Tels sont, à notre sens, les principaux traits qui distinguent la civilisation européenne de la civilisation asiatique. Beaucoup reste à dire sans doute ; une foule de détails viendraient ici corroborer l’impression produite par les masses auxquelles nous avons dû nous arrêter ; et de ce vaste ensemble résulterait dans notre âme un sentiment de reconnaissance et de bénédiction pour le Dieu qui nous a fait naître sous le plus bienfaisant et le plus doux de ces deux systèmes sociaux.

En réfléchissant à cette opposition si profonde et si singulière, on se demandera peut-être quelle en est la première cause ; mais je n’ai pas la prétention de répondre à une question aussi compliquée. Ce n’est point le climat, car tous les climats se rencontrent en Asie, et tous les climats ont été tour à tour traversés par les arts, et par la liberté. Ce n’est point la nourriture, ce n’est point la détresse ou l’abondance, la population ou la solitude ; en général, ces choses-là sont effet et non pas cause. Mais, si j’ose hasarder une conjecture, je dirai qu’une des principales causes qui ont donné à l’Asie son immobilité et son esprit pour les hommes, c’est le régime sacerdotal auquel elle n’a cessé d’être soumise, et qui a tout étouffé sous sa main de plomb. De là les Castes ; de là la servitude de la pensée ; de là l’immobilité de l’esprit et par conséquent des arts et de l’industrie ; de là cette tyrannie brutale et dévastatrice dont le sacerdoce asiatique s’est toujours porté le défenseur pour s’en faire un instrument. Presque partout et toujours la civilisation européenne fut à l’abri de cette fatale influence ; et si parfois elle y fut soumise en partie, au même degré, elle devint ressemblante à la civilisation orientale.

▸ Entrées fournies:

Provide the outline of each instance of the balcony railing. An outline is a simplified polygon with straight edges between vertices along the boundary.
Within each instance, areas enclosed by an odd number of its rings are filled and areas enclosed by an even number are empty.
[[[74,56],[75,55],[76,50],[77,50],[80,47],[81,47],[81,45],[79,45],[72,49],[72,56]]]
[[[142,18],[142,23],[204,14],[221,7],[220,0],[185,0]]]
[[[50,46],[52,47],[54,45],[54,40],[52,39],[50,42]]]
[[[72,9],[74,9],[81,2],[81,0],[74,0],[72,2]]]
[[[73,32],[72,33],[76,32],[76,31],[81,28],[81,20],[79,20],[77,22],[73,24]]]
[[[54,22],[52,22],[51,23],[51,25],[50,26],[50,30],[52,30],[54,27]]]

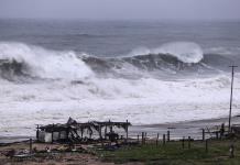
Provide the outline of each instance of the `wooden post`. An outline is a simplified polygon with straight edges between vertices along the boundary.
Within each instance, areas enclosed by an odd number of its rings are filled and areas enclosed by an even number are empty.
[[[190,136],[188,136],[188,148],[190,148]]]
[[[231,67],[231,95],[230,95],[230,109],[229,109],[229,120],[228,120],[228,132],[231,132],[231,106],[232,106],[232,92],[233,92],[233,78],[234,78],[234,68],[238,66],[229,66]]]
[[[98,131],[99,131],[99,139],[101,140],[102,136],[101,136],[101,125],[98,127]]]
[[[105,139],[107,139],[107,125],[105,127]]]
[[[53,130],[54,130],[54,123],[52,125],[52,143],[53,143]]]
[[[183,146],[183,148],[185,147],[185,146],[184,146],[184,141],[185,141],[185,136],[183,136],[183,141],[182,141],[182,146]]]
[[[205,151],[208,153],[208,140],[205,141]]]
[[[234,146],[233,146],[233,144],[230,145],[229,152],[230,152],[230,158],[233,158],[234,157]]]
[[[159,145],[159,139],[160,139],[160,134],[157,133],[157,135],[156,135],[156,146]]]
[[[84,139],[84,129],[83,128],[80,128],[80,139],[81,139],[81,141]]]
[[[145,141],[146,141],[146,132],[145,132],[145,136],[144,136],[144,144],[145,144]]]
[[[170,130],[167,131],[167,142],[170,142]]]
[[[166,135],[163,134],[163,145],[165,145],[165,143],[166,143]]]
[[[36,140],[40,141],[40,125],[36,125]]]
[[[33,151],[33,141],[32,141],[32,139],[30,139],[29,151],[30,151],[30,154],[32,154],[32,151]]]
[[[128,124],[128,120],[127,120],[127,128],[126,128],[126,142],[128,143],[128,139],[129,139],[129,124]]]
[[[205,141],[205,130],[203,129],[203,142]]]

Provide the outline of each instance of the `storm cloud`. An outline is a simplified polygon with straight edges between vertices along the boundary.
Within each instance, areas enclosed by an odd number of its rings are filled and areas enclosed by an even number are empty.
[[[240,0],[0,0],[0,18],[233,20]]]

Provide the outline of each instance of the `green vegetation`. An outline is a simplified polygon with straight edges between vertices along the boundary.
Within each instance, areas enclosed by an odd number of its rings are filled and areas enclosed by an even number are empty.
[[[192,142],[188,148],[185,142],[168,142],[165,145],[144,144],[138,146],[122,146],[116,151],[99,151],[98,154],[105,162],[118,164],[127,162],[142,162],[144,164],[160,165],[239,165],[240,164],[240,141],[233,140],[210,140],[208,152],[205,142]],[[234,157],[230,157],[229,147],[233,144]]]

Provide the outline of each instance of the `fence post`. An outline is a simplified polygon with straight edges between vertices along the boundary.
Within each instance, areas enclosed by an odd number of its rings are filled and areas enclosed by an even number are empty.
[[[167,142],[170,142],[170,131],[167,131]]]
[[[188,148],[190,148],[190,136],[188,136]]]
[[[184,146],[184,141],[185,141],[185,136],[183,136],[183,140],[182,140],[182,146],[183,146],[183,148],[185,147],[185,146]]]
[[[163,145],[165,145],[165,143],[166,143],[166,135],[163,134]]]
[[[157,135],[156,135],[156,146],[159,145],[159,138],[160,138],[160,134],[157,133]]]
[[[53,133],[54,133],[53,130],[54,130],[54,123],[53,123],[53,125],[52,125],[52,132],[51,132],[51,133],[52,133],[52,134],[51,134],[51,135],[52,135],[52,143],[53,143]]]
[[[33,148],[33,141],[32,139],[30,139],[30,144],[29,144],[30,154],[32,154],[32,148]]]
[[[205,141],[205,130],[203,129],[203,141]]]
[[[128,143],[128,139],[129,139],[129,121],[127,120],[127,128],[126,128],[126,138],[127,138],[127,143]]]
[[[208,153],[208,140],[205,141],[205,151]]]

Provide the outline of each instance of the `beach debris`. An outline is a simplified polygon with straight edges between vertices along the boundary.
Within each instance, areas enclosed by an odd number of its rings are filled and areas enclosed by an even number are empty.
[[[39,142],[63,142],[63,143],[88,143],[94,141],[117,141],[119,134],[113,131],[113,128],[123,129],[126,131],[126,141],[128,141],[128,128],[130,122],[99,122],[89,121],[86,123],[79,123],[73,118],[69,118],[65,124],[48,124],[36,128],[36,140]],[[92,139],[94,132],[97,132],[95,140]],[[103,135],[102,135],[103,133]],[[84,136],[85,134],[85,136]]]

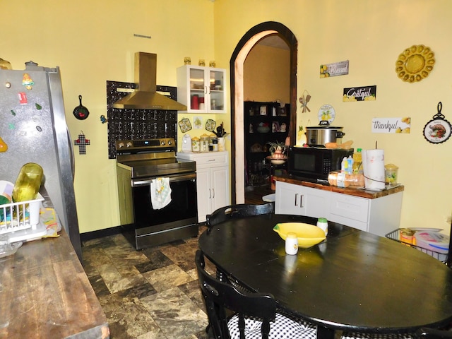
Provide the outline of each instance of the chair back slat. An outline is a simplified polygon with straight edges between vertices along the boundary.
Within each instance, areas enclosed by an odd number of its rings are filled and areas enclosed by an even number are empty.
[[[272,203],[263,203],[261,205],[249,203],[230,205],[218,208],[213,211],[212,214],[206,215],[206,225],[210,230],[212,226],[229,219],[271,214],[273,212],[273,204]]]
[[[241,339],[245,339],[244,316],[261,319],[262,338],[268,338],[270,321],[273,321],[276,315],[276,302],[273,296],[239,291],[233,285],[217,280],[206,271],[204,256],[201,250],[196,251],[195,261],[209,323],[215,338],[230,339],[227,330],[229,319],[226,312],[228,309],[239,314]]]

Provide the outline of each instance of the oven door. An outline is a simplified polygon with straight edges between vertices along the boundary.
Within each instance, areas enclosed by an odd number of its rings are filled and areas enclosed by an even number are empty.
[[[163,224],[177,224],[181,226],[198,222],[196,174],[177,174],[169,177],[171,201],[160,210],[153,208],[150,198],[152,179],[132,180],[136,227]]]

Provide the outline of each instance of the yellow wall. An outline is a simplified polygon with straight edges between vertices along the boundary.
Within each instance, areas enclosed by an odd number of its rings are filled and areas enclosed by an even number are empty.
[[[136,52],[156,53],[157,83],[170,86],[184,56],[213,60],[213,6],[207,0],[1,1],[0,57],[15,69],[30,59],[59,66],[72,139],[83,131],[90,140],[86,155],[75,148],[81,233],[119,225],[115,160],[108,159],[107,125],[100,119],[107,114],[106,81],[133,82]],[[78,95],[90,111],[83,121],[72,114]]]
[[[452,44],[443,37],[452,31],[448,0],[216,0],[215,54],[227,61],[238,41],[265,21],[286,25],[298,40],[297,97],[307,90],[311,113],[297,109],[299,124],[317,124],[320,107],[336,111],[335,126],[344,127],[344,141],[369,149],[378,141],[386,162],[399,166],[405,185],[402,227],[438,227],[448,232],[449,179],[452,138],[434,145],[422,130],[436,112],[452,121]],[[230,24],[231,18],[234,25]],[[429,46],[435,53],[433,71],[422,81],[407,83],[395,72],[395,63],[412,44]],[[322,64],[350,60],[347,76],[321,79]],[[343,102],[344,88],[376,85],[374,102]],[[371,133],[373,117],[412,117],[410,134]]]
[[[452,121],[452,45],[444,37],[452,31],[452,1],[277,2],[2,1],[0,57],[16,69],[23,69],[23,63],[30,59],[41,66],[59,66],[72,138],[83,131],[91,141],[85,155],[76,155],[81,232],[119,224],[115,162],[108,160],[107,126],[99,119],[106,113],[105,81],[133,81],[136,52],[157,53],[159,85],[176,85],[176,69],[184,56],[194,62],[215,59],[218,67],[229,73],[239,40],[255,25],[268,20],[285,25],[298,40],[297,95],[304,90],[311,95],[311,112],[302,114],[299,107],[299,123],[316,124],[319,108],[332,105],[336,110],[334,124],[344,127],[346,139],[364,149],[373,148],[378,141],[387,162],[400,167],[399,179],[405,185],[401,226],[448,230],[452,139],[432,145],[422,131],[439,101],[446,119]],[[133,33],[152,38],[134,37]],[[405,48],[418,44],[435,52],[434,69],[420,83],[403,83],[396,75],[396,60]],[[319,78],[321,64],[347,59],[348,76]],[[369,85],[377,85],[376,101],[342,102],[343,88]],[[83,121],[72,115],[78,95],[91,114]],[[371,133],[373,117],[406,115],[412,117],[410,134]],[[228,114],[216,118],[224,118],[230,131]]]

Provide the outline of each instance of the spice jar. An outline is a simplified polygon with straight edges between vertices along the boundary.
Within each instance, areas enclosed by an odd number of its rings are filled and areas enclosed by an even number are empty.
[[[397,172],[398,167],[394,164],[386,165],[384,167],[385,182],[389,186],[397,184]]]
[[[203,134],[201,136],[201,151],[208,152],[209,151],[209,136],[207,134]]]
[[[213,148],[213,151],[214,152],[218,152],[218,139],[217,139],[216,138],[213,138],[212,139],[212,145]]]
[[[201,152],[201,140],[197,136],[191,139],[191,151]]]

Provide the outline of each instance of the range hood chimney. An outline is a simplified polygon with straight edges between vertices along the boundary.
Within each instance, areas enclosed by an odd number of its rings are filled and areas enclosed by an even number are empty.
[[[114,108],[186,110],[186,106],[157,93],[157,54],[135,53],[135,92],[114,102]]]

▸ Travail demandé:
#1 Résumez l’extrait en deux phrases.
#2 D’après l’extrait, les affirmations suivantes sont-elles exactes ? Répondez par oui ou par non pour chacune, en citant les mots de l’extrait qui tranchent. (a) L’auteur prétend apporter une réponse sûre à la question de la première cause. (b) Le climat n’est pas la cause de l’opposition entre les deux civilisations. (c) La civilisation européenne n’a jamais été soumise à l’influence du régime sacerdotal.

▸ Réponses par tâche:
#1 L’extrait expose les traits qui distinguent la civilisation européenne de la civilisation asiatique et écarte le climat, la nourriture, l’abondance ou la population comme première cause de cette opposition. Il avance comme conjecture que le régime sacerdotal imposé à l’Asie a produit les castes, la servitude de la pensée et l’immobilité de l’esprit, alors que la civilisation européenne en fut presque partout et toujours à l’abri.

#2
(a) Non : « je n’ai pas la prétention de répondre à une question aussi compliquée ».
(b) Oui : « Ce n’est point le climat, car tous les climats se rencontrent en Asie ».
(c) Non : « si parfois elle y fut soumise en partie ».